Collected data entries:
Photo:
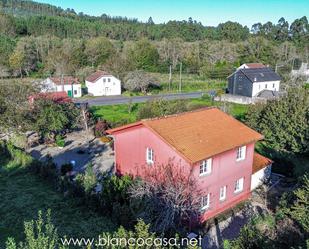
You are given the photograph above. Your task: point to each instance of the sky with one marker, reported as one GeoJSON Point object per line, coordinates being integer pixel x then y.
{"type": "Point", "coordinates": [209, 12]}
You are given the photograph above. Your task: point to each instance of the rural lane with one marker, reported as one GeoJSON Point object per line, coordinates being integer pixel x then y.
{"type": "Point", "coordinates": [116, 100]}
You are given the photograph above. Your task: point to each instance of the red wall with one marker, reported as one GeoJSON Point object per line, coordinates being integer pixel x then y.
{"type": "Point", "coordinates": [130, 156]}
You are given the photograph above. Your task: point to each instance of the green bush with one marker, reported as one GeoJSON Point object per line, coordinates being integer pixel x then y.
{"type": "Point", "coordinates": [60, 142]}
{"type": "Point", "coordinates": [39, 234]}
{"type": "Point", "coordinates": [65, 168]}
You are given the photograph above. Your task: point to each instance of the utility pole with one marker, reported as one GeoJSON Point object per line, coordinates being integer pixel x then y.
{"type": "Point", "coordinates": [180, 77]}
{"type": "Point", "coordinates": [62, 83]}
{"type": "Point", "coordinates": [170, 79]}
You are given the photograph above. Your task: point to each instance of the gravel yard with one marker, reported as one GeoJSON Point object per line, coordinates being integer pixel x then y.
{"type": "Point", "coordinates": [81, 147]}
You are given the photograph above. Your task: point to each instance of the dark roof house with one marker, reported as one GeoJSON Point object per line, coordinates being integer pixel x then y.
{"type": "Point", "coordinates": [250, 82]}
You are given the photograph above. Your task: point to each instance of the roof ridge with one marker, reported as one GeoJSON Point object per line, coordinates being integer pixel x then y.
{"type": "Point", "coordinates": [179, 114]}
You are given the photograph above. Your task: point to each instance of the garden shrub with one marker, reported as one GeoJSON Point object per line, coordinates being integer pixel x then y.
{"type": "Point", "coordinates": [39, 234]}
{"type": "Point", "coordinates": [65, 168]}
{"type": "Point", "coordinates": [60, 142]}
{"type": "Point", "coordinates": [101, 127]}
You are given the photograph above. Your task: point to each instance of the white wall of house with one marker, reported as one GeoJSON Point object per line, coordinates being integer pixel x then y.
{"type": "Point", "coordinates": [75, 89]}
{"type": "Point", "coordinates": [267, 85]}
{"type": "Point", "coordinates": [104, 86]}
{"type": "Point", "coordinates": [49, 86]}
{"type": "Point", "coordinates": [260, 176]}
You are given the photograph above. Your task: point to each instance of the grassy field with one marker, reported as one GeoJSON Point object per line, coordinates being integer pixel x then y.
{"type": "Point", "coordinates": [122, 114]}
{"type": "Point", "coordinates": [22, 194]}
{"type": "Point", "coordinates": [190, 83]}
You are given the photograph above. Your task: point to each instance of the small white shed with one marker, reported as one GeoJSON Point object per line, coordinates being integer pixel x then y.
{"type": "Point", "coordinates": [67, 84]}
{"type": "Point", "coordinates": [102, 83]}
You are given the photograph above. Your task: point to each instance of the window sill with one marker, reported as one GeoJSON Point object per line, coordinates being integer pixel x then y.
{"type": "Point", "coordinates": [238, 191]}
{"type": "Point", "coordinates": [205, 208]}
{"type": "Point", "coordinates": [205, 174]}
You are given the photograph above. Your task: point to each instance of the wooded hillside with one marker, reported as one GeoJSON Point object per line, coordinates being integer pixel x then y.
{"type": "Point", "coordinates": [41, 39]}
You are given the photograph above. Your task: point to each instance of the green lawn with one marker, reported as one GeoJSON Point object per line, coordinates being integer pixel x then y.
{"type": "Point", "coordinates": [116, 114]}
{"type": "Point", "coordinates": [22, 194]}
{"type": "Point", "coordinates": [190, 83]}
{"type": "Point", "coordinates": [120, 114]}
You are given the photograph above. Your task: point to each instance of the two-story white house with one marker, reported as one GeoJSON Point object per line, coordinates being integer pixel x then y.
{"type": "Point", "coordinates": [102, 83]}
{"type": "Point", "coordinates": [67, 84]}
{"type": "Point", "coordinates": [254, 80]}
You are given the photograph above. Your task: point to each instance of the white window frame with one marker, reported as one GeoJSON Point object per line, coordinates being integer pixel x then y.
{"type": "Point", "coordinates": [241, 153]}
{"type": "Point", "coordinates": [205, 167]}
{"type": "Point", "coordinates": [149, 155]}
{"type": "Point", "coordinates": [239, 185]}
{"type": "Point", "coordinates": [222, 194]}
{"type": "Point", "coordinates": [207, 204]}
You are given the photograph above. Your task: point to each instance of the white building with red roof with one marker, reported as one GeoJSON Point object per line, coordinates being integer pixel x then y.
{"type": "Point", "coordinates": [67, 84]}
{"type": "Point", "coordinates": [102, 83]}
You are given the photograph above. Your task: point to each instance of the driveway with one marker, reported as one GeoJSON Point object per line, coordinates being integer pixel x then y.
{"type": "Point", "coordinates": [82, 148]}
{"type": "Point", "coordinates": [116, 100]}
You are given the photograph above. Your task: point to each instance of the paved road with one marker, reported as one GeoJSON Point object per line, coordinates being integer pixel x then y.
{"type": "Point", "coordinates": [114, 100]}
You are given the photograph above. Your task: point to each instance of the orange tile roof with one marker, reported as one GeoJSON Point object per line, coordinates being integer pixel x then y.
{"type": "Point", "coordinates": [66, 80]}
{"type": "Point", "coordinates": [260, 162]}
{"type": "Point", "coordinates": [255, 65]}
{"type": "Point", "coordinates": [199, 134]}
{"type": "Point", "coordinates": [97, 75]}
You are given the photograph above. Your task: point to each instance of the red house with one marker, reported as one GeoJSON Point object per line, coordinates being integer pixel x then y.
{"type": "Point", "coordinates": [216, 148]}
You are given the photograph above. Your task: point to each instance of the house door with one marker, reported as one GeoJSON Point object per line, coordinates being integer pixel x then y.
{"type": "Point", "coordinates": [106, 90]}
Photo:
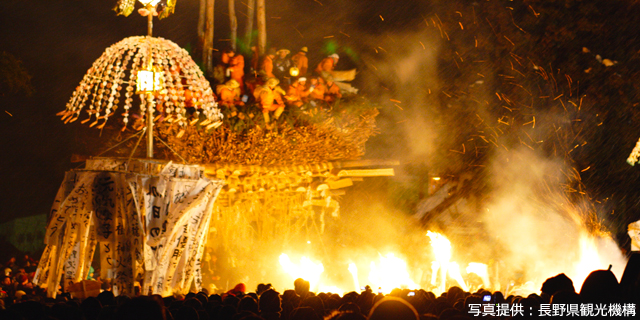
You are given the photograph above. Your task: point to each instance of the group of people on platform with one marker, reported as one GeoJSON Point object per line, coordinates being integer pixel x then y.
{"type": "Point", "coordinates": [274, 82]}
{"type": "Point", "coordinates": [601, 296]}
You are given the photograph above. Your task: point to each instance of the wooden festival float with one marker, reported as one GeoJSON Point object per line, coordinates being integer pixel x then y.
{"type": "Point", "coordinates": [222, 179]}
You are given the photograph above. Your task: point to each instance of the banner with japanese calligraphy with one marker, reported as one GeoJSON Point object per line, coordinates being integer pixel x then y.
{"type": "Point", "coordinates": [147, 220]}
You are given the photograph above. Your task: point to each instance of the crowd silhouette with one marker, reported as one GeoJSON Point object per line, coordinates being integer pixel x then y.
{"type": "Point", "coordinates": [601, 296]}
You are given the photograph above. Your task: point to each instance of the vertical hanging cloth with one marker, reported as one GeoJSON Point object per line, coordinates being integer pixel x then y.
{"type": "Point", "coordinates": [149, 220]}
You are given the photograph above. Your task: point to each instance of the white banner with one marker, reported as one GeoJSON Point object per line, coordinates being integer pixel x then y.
{"type": "Point", "coordinates": [148, 228]}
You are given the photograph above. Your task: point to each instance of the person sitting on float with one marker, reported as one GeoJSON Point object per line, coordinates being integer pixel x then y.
{"type": "Point", "coordinates": [269, 98]}
{"type": "Point", "coordinates": [333, 91]}
{"type": "Point", "coordinates": [301, 62]}
{"type": "Point", "coordinates": [229, 95]}
{"type": "Point", "coordinates": [327, 65]}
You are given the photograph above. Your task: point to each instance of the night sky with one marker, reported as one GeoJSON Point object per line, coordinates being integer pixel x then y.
{"type": "Point", "coordinates": [57, 41]}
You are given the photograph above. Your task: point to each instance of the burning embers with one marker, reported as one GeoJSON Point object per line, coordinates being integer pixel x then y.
{"type": "Point", "coordinates": [389, 271]}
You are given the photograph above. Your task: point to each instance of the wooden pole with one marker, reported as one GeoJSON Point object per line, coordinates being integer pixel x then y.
{"type": "Point", "coordinates": [233, 23]}
{"type": "Point", "coordinates": [262, 27]}
{"type": "Point", "coordinates": [208, 38]}
{"type": "Point", "coordinates": [251, 9]}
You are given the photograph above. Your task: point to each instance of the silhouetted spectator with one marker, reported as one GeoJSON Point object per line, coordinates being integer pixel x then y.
{"type": "Point", "coordinates": [393, 308]}
{"type": "Point", "coordinates": [600, 286]}
{"type": "Point", "coordinates": [140, 308]}
{"type": "Point", "coordinates": [270, 305]}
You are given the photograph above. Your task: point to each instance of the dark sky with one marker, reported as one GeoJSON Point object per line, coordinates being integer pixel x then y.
{"type": "Point", "coordinates": [58, 40]}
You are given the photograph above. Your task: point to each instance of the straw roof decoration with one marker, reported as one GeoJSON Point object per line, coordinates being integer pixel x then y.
{"type": "Point", "coordinates": [339, 137]}
{"type": "Point", "coordinates": [109, 85]}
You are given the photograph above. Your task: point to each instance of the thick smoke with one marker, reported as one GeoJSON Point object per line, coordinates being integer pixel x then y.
{"type": "Point", "coordinates": [536, 227]}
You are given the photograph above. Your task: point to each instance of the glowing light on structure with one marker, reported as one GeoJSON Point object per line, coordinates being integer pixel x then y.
{"type": "Point", "coordinates": [294, 71]}
{"type": "Point", "coordinates": [354, 274]}
{"type": "Point", "coordinates": [331, 289]}
{"type": "Point", "coordinates": [306, 269]}
{"type": "Point", "coordinates": [153, 3]}
{"type": "Point", "coordinates": [482, 271]}
{"type": "Point", "coordinates": [589, 259]}
{"type": "Point", "coordinates": [442, 250]}
{"type": "Point", "coordinates": [171, 83]}
{"type": "Point", "coordinates": [149, 81]}
{"type": "Point", "coordinates": [390, 273]}
{"type": "Point", "coordinates": [454, 273]}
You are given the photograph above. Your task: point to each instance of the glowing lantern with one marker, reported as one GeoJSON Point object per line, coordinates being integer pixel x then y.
{"type": "Point", "coordinates": [294, 71]}
{"type": "Point", "coordinates": [149, 81]}
{"type": "Point", "coordinates": [152, 3]}
{"type": "Point", "coordinates": [354, 273]}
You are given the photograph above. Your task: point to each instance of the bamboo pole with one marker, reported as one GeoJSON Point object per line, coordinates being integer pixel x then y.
{"type": "Point", "coordinates": [233, 21]}
{"type": "Point", "coordinates": [251, 9]}
{"type": "Point", "coordinates": [201, 23]}
{"type": "Point", "coordinates": [262, 27]}
{"type": "Point", "coordinates": [208, 38]}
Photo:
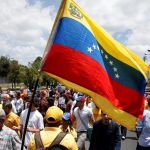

• **Task brief**: Omit the pictures and print again exactly the lines from the one with "of the bamboo" through the final line of the entries, both ends included.

• **Answer below**:
You are given the photograph above. Your task: point to each instance of the bamboo pole with one marker, reported as one GeoJSON Point object per line, coordinates being integer pixel x then y.
{"type": "Point", "coordinates": [233, 21]}
{"type": "Point", "coordinates": [251, 9]}
{"type": "Point", "coordinates": [201, 23]}
{"type": "Point", "coordinates": [262, 27]}
{"type": "Point", "coordinates": [208, 38]}
Photo:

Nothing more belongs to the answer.